Start of Data to use
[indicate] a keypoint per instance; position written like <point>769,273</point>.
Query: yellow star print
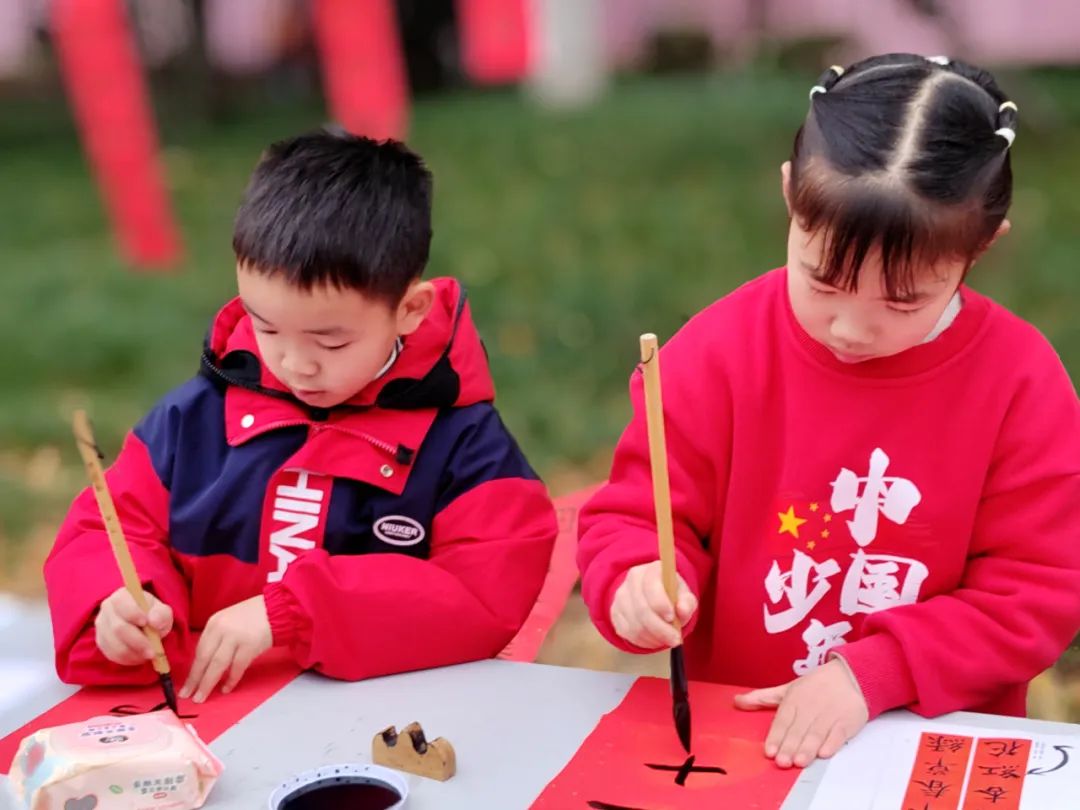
<point>790,522</point>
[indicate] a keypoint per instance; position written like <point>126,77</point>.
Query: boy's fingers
End of Data to use
▶ _Work to be completed_
In the listing above, which lines include the string "written"? Return every one of them.

▶ _Expected answer_
[indicate] a keypoint per instance; position written like <point>769,273</point>.
[indicate] a keypoint per instance; position written like <point>126,77</point>.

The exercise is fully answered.